(Prompt): Write the data out again exactly, with no pictures.

Image-grounded pointing data:
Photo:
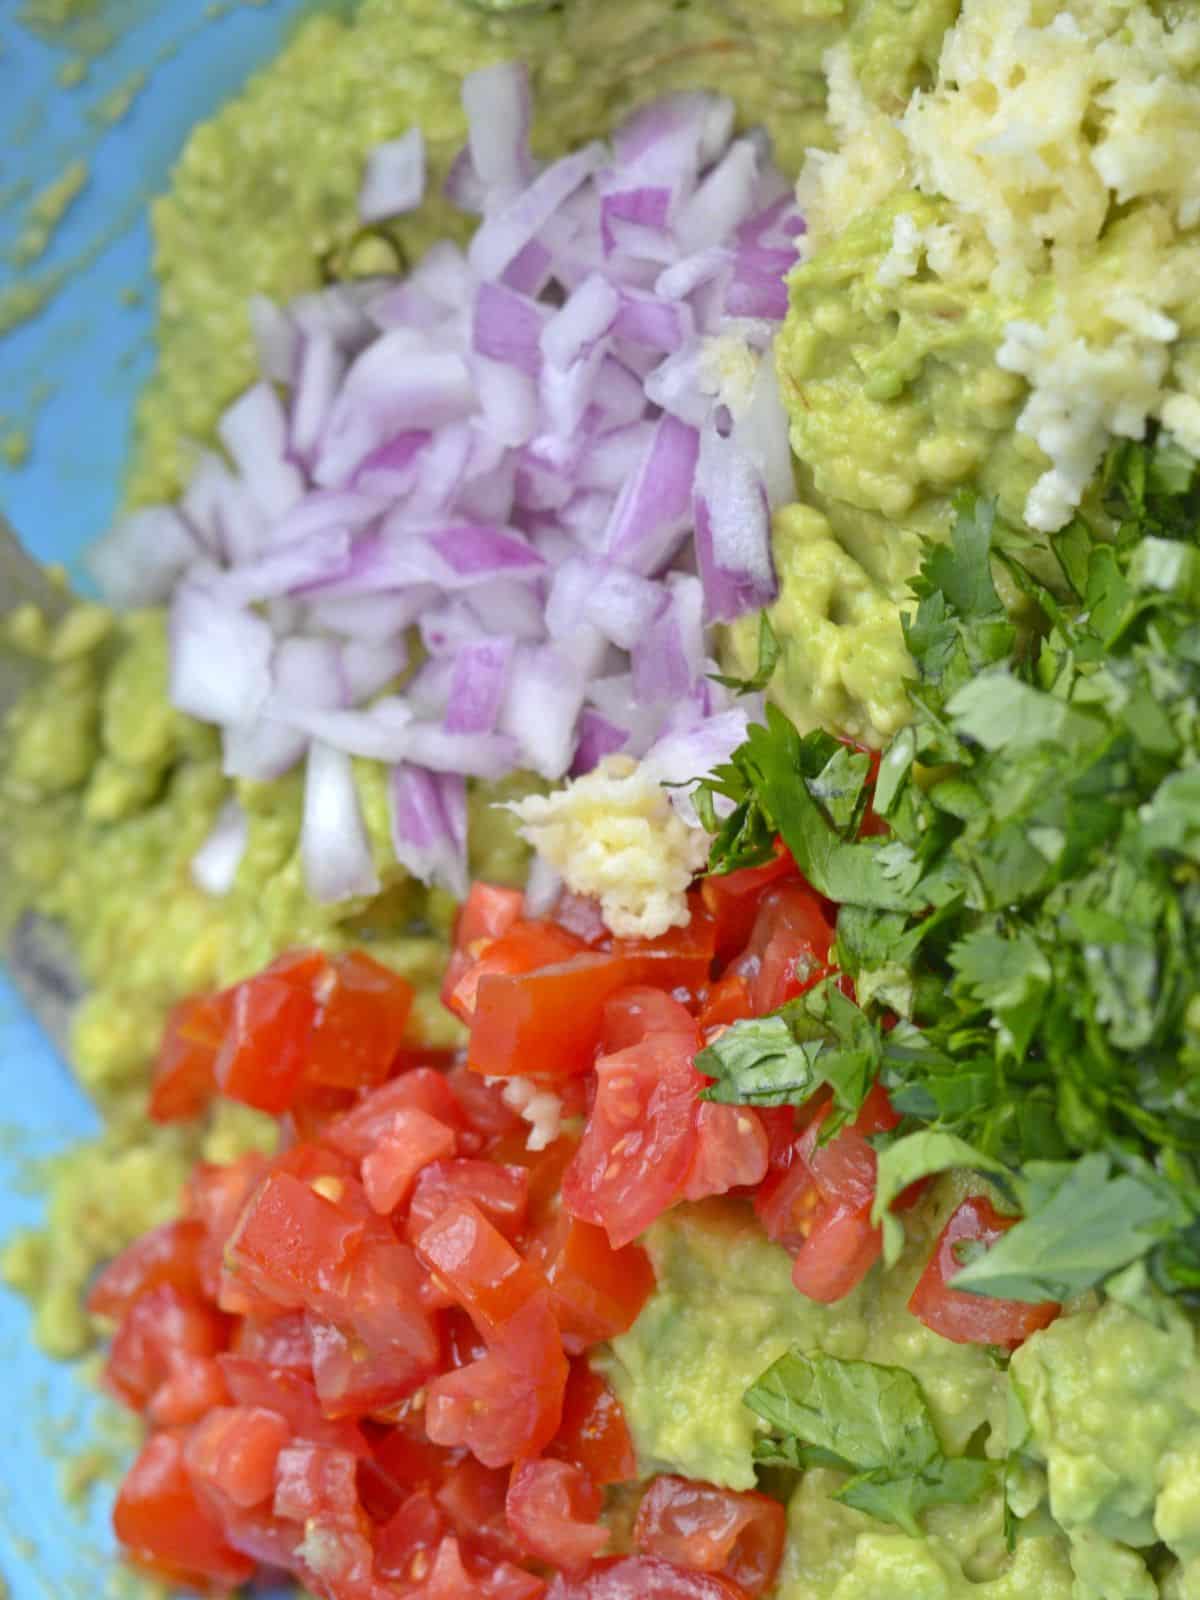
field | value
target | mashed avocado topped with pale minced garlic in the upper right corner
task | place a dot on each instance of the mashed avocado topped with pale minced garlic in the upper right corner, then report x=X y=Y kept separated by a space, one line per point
x=998 y=284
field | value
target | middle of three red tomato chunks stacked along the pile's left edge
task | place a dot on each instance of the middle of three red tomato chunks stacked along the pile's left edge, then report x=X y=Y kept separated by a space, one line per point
x=161 y=1337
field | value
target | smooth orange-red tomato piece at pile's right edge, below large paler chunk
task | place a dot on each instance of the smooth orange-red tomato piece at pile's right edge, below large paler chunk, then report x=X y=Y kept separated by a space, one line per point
x=598 y=1290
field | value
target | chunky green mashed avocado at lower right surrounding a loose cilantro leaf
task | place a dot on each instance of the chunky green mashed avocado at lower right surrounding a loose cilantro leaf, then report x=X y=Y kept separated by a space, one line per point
x=1095 y=1418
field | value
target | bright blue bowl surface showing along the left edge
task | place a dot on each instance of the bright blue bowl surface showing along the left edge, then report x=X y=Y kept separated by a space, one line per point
x=70 y=380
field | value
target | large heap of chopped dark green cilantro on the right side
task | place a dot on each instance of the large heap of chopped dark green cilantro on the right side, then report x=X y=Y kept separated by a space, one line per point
x=1026 y=943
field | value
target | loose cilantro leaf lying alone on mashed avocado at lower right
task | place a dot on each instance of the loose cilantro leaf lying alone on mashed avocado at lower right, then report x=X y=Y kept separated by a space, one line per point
x=870 y=1422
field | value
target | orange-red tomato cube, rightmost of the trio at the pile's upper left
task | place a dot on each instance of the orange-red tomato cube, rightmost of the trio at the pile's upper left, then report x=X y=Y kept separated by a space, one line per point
x=362 y=1012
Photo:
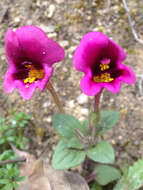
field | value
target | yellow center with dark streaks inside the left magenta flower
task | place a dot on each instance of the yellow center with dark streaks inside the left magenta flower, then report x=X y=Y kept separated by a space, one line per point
x=33 y=74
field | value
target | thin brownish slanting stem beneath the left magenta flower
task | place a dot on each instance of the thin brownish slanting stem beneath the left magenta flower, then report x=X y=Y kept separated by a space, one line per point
x=55 y=97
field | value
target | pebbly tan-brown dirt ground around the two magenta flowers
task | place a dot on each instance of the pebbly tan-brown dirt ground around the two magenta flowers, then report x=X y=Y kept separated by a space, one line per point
x=66 y=22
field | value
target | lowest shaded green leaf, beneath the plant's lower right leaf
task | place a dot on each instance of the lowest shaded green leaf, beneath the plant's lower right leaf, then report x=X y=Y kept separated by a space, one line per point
x=106 y=174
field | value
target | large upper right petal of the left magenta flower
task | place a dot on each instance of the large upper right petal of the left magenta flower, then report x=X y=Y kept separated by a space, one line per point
x=37 y=46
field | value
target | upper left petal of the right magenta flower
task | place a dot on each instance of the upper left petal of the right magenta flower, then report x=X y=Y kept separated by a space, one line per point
x=91 y=48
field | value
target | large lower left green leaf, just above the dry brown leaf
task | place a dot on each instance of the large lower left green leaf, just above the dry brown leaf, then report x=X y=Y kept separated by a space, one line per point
x=65 y=158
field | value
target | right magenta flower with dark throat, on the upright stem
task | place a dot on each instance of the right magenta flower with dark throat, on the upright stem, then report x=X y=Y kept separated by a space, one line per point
x=100 y=59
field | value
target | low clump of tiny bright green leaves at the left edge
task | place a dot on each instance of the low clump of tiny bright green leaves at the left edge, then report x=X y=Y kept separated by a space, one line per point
x=11 y=131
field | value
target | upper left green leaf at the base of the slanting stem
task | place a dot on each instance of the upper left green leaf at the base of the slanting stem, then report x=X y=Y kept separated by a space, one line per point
x=65 y=124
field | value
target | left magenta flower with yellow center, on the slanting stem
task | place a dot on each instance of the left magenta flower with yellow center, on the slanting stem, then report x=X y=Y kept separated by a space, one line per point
x=30 y=55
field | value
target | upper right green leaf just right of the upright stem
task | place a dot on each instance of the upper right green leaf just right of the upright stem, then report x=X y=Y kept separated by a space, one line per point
x=108 y=119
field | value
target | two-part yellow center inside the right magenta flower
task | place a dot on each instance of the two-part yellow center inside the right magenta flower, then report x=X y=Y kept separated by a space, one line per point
x=103 y=77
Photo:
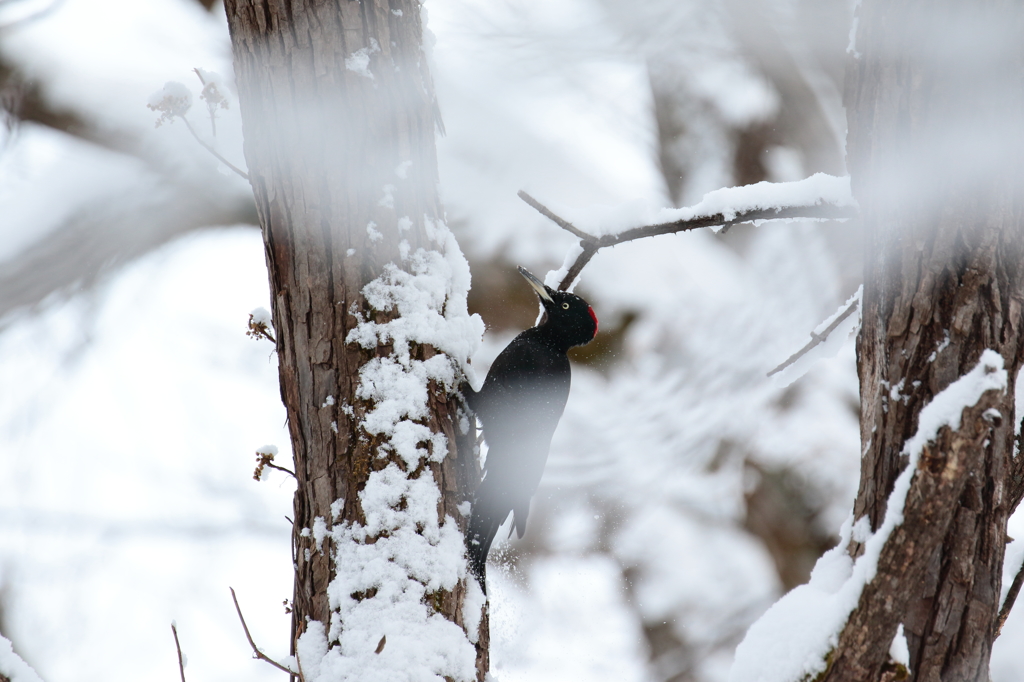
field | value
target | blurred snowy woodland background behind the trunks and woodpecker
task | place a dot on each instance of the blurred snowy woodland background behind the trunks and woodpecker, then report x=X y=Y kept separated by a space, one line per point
x=686 y=491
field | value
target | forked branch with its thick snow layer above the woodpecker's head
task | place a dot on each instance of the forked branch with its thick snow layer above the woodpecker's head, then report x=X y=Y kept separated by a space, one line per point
x=818 y=198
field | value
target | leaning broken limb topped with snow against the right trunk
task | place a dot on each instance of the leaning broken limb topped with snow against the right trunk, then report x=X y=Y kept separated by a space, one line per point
x=797 y=638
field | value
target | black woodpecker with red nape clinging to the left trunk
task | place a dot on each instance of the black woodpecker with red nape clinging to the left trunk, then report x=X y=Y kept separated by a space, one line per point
x=520 y=406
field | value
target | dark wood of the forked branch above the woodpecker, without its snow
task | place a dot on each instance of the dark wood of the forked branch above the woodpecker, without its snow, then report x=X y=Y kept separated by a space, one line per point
x=591 y=244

(Exercise result):
Photo:
field | value
target | mashed avocado topped with pale minced garlic in the upper right corner
task | place a dot on each instance of the mashed avocado topped with pale minced garlic in the upper right corner, then report x=X y=Y kept separated by a space, one line per point
x=998 y=284
field | value
target | middle of three red tomato chunks stacked along the pile's left edge
task | place a dot on each instance of the middle of three red tomato chunks stacked along the pile's left edge, then report x=X y=Y kept separated by a space, one line per point
x=161 y=1337
field | value
target | smooth orange-red tomato piece at pile's right edge, below large paler chunk
task | place a dot on each instance of the smooth orange-red tomato piece at pile's right edge, below large paler chunk, then report x=X y=Y kept separated by a space, one line per point
x=598 y=1290
field | value
target | chunky green mashed avocado at lower right surrounding a loose cilantro leaf
task | place a dot on each instance of the chunky green mashed avocado at lower right surrounding a loose cilantro leaf, then report x=X y=Y kept separated by a space, one line per point
x=1095 y=1418
field | value
target | bright blue bowl surface showing along the left edge
task | place a dot on each instance of the bright blue bowl surface showing along the left edge, then report x=X y=Y kept separated by a space, one line per point
x=70 y=380
field | value
target | large heap of chopped dark green cilantro on the right side
task | place a dot on each instance of the large heap of chopped dark green cilantro on the right side, then report x=X y=Y kept separated by a space, one line per point
x=1026 y=943
field | value
target | loose cilantro leaf lying alone on mashed avocado at lower right
task | place a dot on each instance of the loose cilantro leaf lying alone on mashed avocado at lower right, then report x=X y=Y kept separated by a space, one line per point
x=870 y=1422
field | value
target | orange-red tomato cube, rightmost of the trio at the pile's upper left
task | place a dot on each instance of the orange-red tomato cube, rightmost of the trio at the pile's upper left, then report x=X y=Y kept separated by a space, one line per point
x=362 y=1012
Photo:
field | value
target | yellow center with dark streaks inside the left magenta flower
task | place a dot on each instance of the yellow center with dark streaks inside the left magenta flower, then report x=X y=Y kept separated by a space, one line per point
x=33 y=74
field | value
target | thin brownish slanting stem beneath the left magenta flower
task | place a dot on each instance of the thin brownish slanting stem beneath the left magenta flower, then report x=X y=Y kept separated by a space, one line per point
x=55 y=97
field | value
target | pebbly tan-brown dirt ground around the two magenta flowers
task | place a dot on each instance of the pebbly tan-brown dirt ground around the two magenta flowers, then report x=X y=Y kept separated by a space, one line per point
x=66 y=22
field | value
target | lowest shaded green leaf, beneath the plant's lower right leaf
task | place a dot on each instance of the lowest shaded green leaf, beneath the plant's lower right leaf, then report x=X y=Y kept separated by a space, one line per point
x=106 y=174
field | value
target | large upper right petal of the left magenta flower
task | place a dot on each instance of the large upper right petal of the left magenta flower, then report x=X y=Y kept separated by a space, one line per point
x=37 y=46
field | value
target | upper left petal of the right magenta flower
task | place a dot on each instance of the upper left petal of the right magenta flower, then report x=X y=Y kept separated by a space, one line per point
x=91 y=48
field | value
target | large lower left green leaf, just above the dry brown leaf
task | place a dot on each instance of the large lower left green leaf, just above the dry brown leaf, then report x=X y=Y kept separated by a space, one line per point
x=65 y=158
field | value
target | right magenta flower with dark throat, on the upright stem
task | place a dot on each instance of the right magenta flower with dark throat, on the upright stem, then report x=X y=Y kept separated by a space, one line per point
x=100 y=59
field | value
target | low clump of tiny bright green leaves at the left edge
task | place a dot on each instance of the low clump of tiny bright green leaves at the left edge, then report x=X y=Y kept separated by a space, one line per point
x=11 y=131
field | value
target | upper left green leaf at the base of the slanting stem
task | place a dot on each instance of the upper left green leaf at the base of the slanting stem, then report x=X y=Y kept separated by a space, one line per point
x=65 y=124
field | value
target | left magenta flower with yellow center, on the slanting stem
task | place a dot on each instance of the left magenta flower with yellow center, on the slanting stem, then report x=X y=Y kept separated by a space, one line per point
x=30 y=55
field | value
target | upper right green leaf just right of the upright stem
task | place a dot on each instance of the upper right green leaf just right of the upright stem, then report x=X y=Y kept separated by a space, one line per point
x=108 y=119
field | value
target | two-part yellow center inside the right magenta flower
task | place a dot on each instance of the two-part yellow center inside the right magenta flower, then report x=X y=Y kept separated by a space, one line per point
x=103 y=77
Photo:
field | value
target | blurred snowy woodland background behind the trunks and woodpecker
task | place a dot on each instance of the blurred snowy woodland background behind the trunks and woodpecker, then report x=X y=Y kept separated by a space, one line per point
x=686 y=491
field | value
target | forked branch with its thick snow layer above the woodpecker's head
task | place a dot on each instance of the forked branch with its thick snow layer above the woodpecker's head, then report x=X y=Y kept separated by a space, one line per point
x=818 y=198
field | value
target | leaning broken limb topped with snow against the right trunk
task | place a dot on each instance of the leaning broken limb topped with snow against the right trunk, then report x=X y=Y kept separated by a space, one line per point
x=797 y=638
field | value
target | black woodpecker with red nape clinging to the left trunk
task | place a dot on each instance of the black woodpecker with red nape clinging to the left trunk, then report x=X y=Y kept separated by a space, one line per point
x=520 y=406
field | value
target | dark wood of the forked branch above the woodpecker, without its snow
task | place a dot on each instance of the dark wood of the forked branch above the woodpecker, without its snow, then report x=X y=Y kept separated by a space, one line per point
x=591 y=244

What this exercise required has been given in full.